Segment Start: Dataset excerpts

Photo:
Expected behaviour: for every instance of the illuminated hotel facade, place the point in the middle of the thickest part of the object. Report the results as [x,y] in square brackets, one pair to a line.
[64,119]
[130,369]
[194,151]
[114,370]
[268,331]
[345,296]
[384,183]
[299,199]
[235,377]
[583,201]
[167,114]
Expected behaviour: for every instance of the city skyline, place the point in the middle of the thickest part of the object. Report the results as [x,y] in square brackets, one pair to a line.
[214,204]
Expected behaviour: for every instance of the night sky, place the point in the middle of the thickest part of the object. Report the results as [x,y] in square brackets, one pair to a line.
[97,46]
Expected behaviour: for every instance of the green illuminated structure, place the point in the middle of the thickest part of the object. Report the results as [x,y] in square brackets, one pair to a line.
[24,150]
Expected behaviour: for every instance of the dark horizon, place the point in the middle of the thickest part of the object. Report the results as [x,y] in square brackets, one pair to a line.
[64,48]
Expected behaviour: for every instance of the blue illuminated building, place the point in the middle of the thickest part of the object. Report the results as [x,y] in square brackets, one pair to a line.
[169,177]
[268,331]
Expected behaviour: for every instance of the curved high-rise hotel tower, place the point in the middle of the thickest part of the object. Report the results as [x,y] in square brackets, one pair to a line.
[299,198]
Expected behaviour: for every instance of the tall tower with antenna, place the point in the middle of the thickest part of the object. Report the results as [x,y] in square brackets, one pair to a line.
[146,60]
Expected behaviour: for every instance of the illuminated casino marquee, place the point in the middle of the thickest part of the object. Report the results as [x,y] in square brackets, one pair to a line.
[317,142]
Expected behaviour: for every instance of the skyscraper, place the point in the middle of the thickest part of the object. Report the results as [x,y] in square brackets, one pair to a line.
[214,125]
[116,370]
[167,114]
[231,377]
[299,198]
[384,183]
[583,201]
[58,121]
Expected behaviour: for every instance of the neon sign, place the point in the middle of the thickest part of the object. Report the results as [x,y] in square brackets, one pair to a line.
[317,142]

Segment End: Dataset excerpts

Please transcribe the data shown above in full, exactly as it stands.

Output of the task ▸
Photo:
Expected behaviour: for every instance of the illuminated hotel facade, place the point in the middle of the thickest part of the object. Report the results as [x,y] in square brackets, one pair to a line.
[64,119]
[130,369]
[194,151]
[114,370]
[268,331]
[345,296]
[384,183]
[299,199]
[235,377]
[583,201]
[167,114]
Expected behaviour: for every instance of the city skyline, place the point in the middle of the thickest part of the object. Report the results as [x,y] in square brackets, one pair to a line.
[214,204]
Expected behaviour: for every instance of the night sky, place the point in the middle of the thickest part of the object. Report the results as [x,y] in square brackets, one pair to a line.
[97,46]
Expected behaviour: for every instance of the green illuminated structure, place the point in the middle of the thickest part of the object. Report the results as [x,y] in square brackets, one pair to a line.
[24,150]
Expected behaviour: for every instance of the dark horizon, place the point in the middle of the thickest part of the object. Report the results as [x,y] in square brackets, one pair to a line.
[64,48]
Expected behaviour: for every instance of the blue illuminated building, place the point in the middle of the thickest part of the object. Report the results as [x,y] in square brackets, one pair to a line.
[169,177]
[268,331]
Expected behaviour: for every instance of the curved high-rise hotel tower, place the point in the middle of the thickest part of the object. Report the results as [x,y] in square brackets, one pair to a line.
[299,198]
Expected behaviour: for every instance of the tall tower with antenna, place the point in the middle of the thickest part of the object. Report the results as [x,y] in square brackets, one pair to a line.
[146,60]
Expected behaviour: for every instance of the illuminated casino marquee, place the point in the middle of the thickest part of the object. Report the results as [x,y] in square brackets, one pair to a line.
[317,142]
Expected behaviour: for every instance of the skyscraper, place the point in the middle of the thickest part of the object. Report the results as [x,y] in square brackets, one pair to a line.
[214,125]
[116,370]
[167,114]
[231,377]
[299,198]
[384,183]
[583,201]
[58,121]
Expected behaviour: for every instance of the neon sign, place the point in the middle of the thickest part of the object. Report the results as [x,y] in square brackets, one pair to a line.
[317,142]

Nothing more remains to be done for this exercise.